EXERCISE TASK: Locate every line in the records that contains the string "dark" and copy each one out in full. Matching is case-sensitive.

Dataset rows on where objects appear

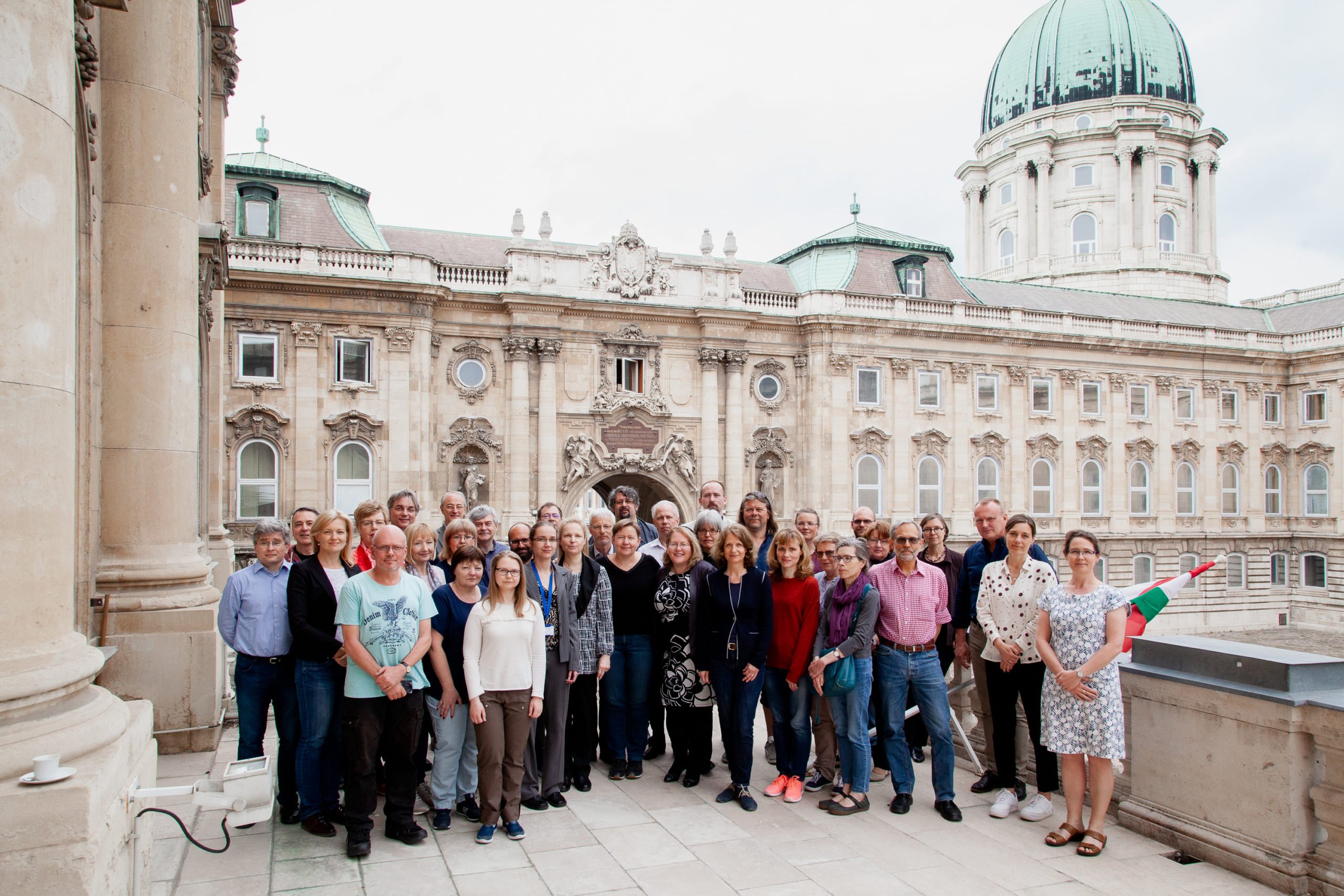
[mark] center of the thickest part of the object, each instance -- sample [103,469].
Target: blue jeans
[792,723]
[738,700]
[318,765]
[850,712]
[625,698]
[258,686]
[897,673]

...

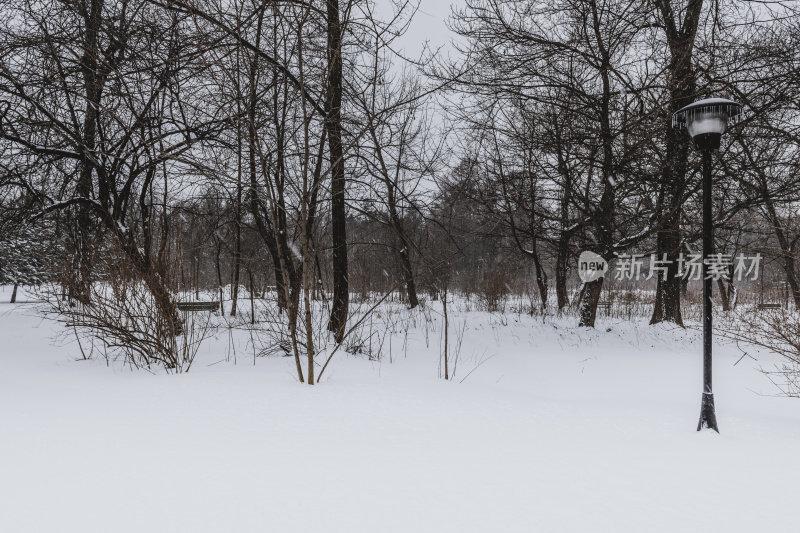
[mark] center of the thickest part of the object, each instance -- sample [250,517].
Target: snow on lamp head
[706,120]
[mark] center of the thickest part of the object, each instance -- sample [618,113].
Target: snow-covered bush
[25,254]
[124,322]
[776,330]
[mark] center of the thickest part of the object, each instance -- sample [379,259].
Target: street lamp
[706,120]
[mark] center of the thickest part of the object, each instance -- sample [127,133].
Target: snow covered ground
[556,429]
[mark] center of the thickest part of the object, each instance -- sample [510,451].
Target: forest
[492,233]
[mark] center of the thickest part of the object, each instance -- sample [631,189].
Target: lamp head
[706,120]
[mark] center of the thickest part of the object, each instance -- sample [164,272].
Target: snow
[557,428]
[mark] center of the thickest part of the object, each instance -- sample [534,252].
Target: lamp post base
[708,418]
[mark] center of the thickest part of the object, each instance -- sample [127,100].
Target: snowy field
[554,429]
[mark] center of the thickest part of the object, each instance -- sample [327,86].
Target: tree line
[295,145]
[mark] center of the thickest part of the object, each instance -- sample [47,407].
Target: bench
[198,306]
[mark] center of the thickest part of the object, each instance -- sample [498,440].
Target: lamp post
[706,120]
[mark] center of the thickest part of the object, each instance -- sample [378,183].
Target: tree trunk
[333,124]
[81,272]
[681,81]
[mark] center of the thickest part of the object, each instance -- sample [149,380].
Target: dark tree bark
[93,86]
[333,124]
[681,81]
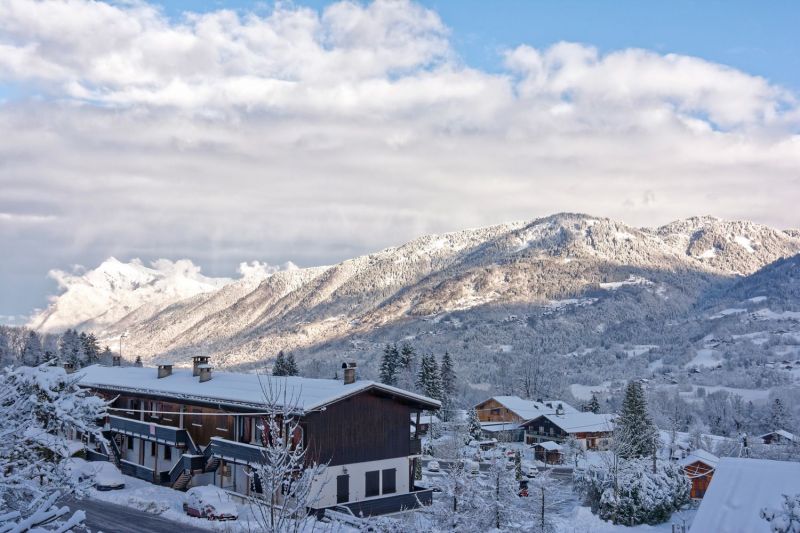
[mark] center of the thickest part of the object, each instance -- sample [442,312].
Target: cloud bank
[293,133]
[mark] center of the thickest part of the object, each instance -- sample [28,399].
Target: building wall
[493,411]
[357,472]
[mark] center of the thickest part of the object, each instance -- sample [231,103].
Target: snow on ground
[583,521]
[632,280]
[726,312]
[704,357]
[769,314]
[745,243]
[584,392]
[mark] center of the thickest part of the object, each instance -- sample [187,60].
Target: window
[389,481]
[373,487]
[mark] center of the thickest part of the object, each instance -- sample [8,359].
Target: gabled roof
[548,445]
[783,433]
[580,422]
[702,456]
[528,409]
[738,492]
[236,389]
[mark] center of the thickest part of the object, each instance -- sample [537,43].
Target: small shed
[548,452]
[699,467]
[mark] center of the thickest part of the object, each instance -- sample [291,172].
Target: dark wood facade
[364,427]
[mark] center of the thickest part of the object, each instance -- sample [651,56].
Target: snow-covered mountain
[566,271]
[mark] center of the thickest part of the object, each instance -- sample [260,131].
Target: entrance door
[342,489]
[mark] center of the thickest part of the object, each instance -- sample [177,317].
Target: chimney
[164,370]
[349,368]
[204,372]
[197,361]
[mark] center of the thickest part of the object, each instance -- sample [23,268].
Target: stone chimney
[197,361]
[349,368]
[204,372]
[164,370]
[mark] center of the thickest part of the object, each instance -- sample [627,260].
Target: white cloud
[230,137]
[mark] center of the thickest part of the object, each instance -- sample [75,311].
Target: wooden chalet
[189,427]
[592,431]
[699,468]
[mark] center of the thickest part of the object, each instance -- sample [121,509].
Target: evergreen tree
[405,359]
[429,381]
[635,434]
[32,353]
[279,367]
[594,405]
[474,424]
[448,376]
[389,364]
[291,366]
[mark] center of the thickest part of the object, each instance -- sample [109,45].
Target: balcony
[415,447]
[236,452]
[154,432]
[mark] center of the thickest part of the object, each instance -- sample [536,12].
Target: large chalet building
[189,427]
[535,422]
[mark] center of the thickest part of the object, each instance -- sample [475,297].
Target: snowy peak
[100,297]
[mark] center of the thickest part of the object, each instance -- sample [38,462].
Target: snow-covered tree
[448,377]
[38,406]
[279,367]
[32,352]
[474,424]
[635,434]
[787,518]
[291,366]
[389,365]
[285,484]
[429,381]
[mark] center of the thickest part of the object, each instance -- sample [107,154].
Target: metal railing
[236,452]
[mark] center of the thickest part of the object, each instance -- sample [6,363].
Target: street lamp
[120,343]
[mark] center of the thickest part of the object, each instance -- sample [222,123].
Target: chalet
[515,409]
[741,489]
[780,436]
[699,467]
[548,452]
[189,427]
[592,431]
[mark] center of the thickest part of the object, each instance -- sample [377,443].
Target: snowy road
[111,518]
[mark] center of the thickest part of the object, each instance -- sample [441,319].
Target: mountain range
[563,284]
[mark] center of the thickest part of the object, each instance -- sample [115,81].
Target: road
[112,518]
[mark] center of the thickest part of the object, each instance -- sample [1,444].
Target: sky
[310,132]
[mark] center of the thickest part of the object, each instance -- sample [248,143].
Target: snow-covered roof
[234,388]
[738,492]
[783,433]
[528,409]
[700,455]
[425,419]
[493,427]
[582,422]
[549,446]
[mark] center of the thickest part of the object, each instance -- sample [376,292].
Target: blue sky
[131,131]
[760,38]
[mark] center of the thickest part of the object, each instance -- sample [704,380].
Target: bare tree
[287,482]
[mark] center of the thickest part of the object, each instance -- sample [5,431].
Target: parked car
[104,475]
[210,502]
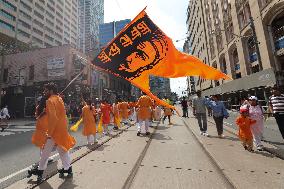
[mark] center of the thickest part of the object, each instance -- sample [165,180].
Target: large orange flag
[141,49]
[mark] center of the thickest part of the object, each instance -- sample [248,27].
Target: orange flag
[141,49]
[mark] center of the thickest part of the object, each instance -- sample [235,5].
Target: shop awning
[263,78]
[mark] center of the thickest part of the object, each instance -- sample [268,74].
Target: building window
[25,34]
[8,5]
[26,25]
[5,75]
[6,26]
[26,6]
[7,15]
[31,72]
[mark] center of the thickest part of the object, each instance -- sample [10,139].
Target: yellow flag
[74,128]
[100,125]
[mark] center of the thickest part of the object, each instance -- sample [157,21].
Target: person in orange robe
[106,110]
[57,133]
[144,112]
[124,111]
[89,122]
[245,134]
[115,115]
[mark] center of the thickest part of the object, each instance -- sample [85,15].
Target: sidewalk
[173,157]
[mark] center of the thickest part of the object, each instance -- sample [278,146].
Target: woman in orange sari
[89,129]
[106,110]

ANSWER IN FULL:
Target: dark tree bark
Target: dark wood facade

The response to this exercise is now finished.